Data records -
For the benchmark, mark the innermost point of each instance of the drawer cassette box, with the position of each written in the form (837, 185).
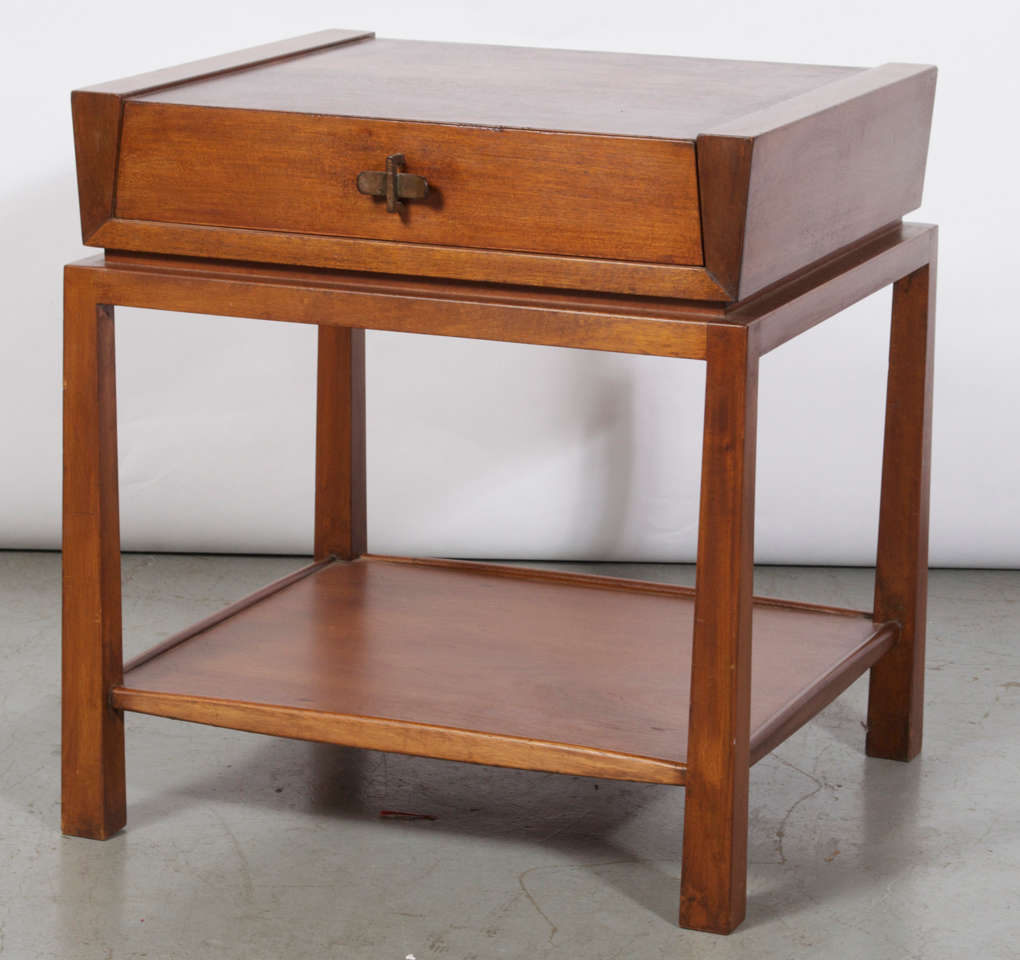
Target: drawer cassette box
(673, 177)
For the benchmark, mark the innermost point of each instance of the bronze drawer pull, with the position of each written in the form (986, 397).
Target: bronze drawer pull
(393, 184)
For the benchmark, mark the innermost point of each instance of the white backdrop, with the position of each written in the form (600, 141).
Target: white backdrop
(486, 450)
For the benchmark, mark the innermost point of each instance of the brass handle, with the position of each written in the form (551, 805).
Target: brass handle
(393, 184)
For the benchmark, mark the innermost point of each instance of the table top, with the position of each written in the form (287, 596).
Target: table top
(510, 87)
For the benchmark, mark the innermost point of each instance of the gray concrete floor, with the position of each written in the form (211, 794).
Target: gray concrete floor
(240, 846)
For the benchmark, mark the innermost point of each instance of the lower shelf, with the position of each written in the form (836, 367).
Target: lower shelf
(500, 665)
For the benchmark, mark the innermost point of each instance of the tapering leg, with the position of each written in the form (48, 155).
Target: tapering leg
(340, 444)
(93, 746)
(896, 698)
(715, 823)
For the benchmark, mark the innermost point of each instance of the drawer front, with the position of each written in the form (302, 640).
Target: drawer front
(617, 198)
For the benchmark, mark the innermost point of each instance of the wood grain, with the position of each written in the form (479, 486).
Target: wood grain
(97, 112)
(523, 315)
(429, 647)
(896, 699)
(614, 198)
(380, 256)
(807, 298)
(501, 87)
(341, 512)
(713, 881)
(216, 66)
(93, 750)
(826, 168)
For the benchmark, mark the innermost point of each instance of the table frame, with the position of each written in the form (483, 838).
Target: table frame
(730, 338)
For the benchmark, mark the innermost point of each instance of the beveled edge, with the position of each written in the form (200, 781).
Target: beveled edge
(387, 256)
(97, 112)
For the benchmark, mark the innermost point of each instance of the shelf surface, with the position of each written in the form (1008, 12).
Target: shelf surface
(500, 665)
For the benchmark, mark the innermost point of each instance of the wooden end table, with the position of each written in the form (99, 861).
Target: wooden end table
(652, 205)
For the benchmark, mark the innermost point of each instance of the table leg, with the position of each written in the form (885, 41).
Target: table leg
(896, 698)
(93, 747)
(340, 444)
(715, 824)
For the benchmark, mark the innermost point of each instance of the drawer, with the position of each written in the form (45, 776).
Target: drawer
(609, 197)
(663, 177)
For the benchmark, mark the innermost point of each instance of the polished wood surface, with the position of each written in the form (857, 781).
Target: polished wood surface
(502, 87)
(341, 508)
(666, 206)
(804, 178)
(518, 315)
(434, 260)
(558, 168)
(93, 801)
(896, 698)
(807, 298)
(615, 198)
(97, 111)
(715, 816)
(551, 659)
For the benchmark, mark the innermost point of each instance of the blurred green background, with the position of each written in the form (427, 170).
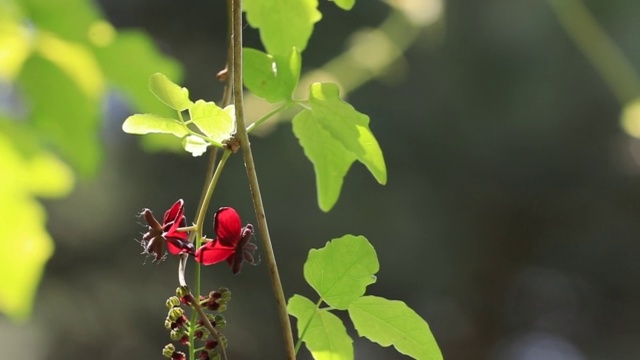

GIVEN PROBLEM -
Return every line of the entries above that contains the word "shelf", treating uppercase and lowercase as different.

OUTPUT FOR THIS EXERCISE -
For the benchmark, mark the innermost point of each instance of the lower shelf, with the position of each written in the form (836, 367).
Target: lower shelf
For the benchmark, mark the innermost point of each instance of the shelf surface, with the position of each written in the form (1008, 12).
Target: shelf surface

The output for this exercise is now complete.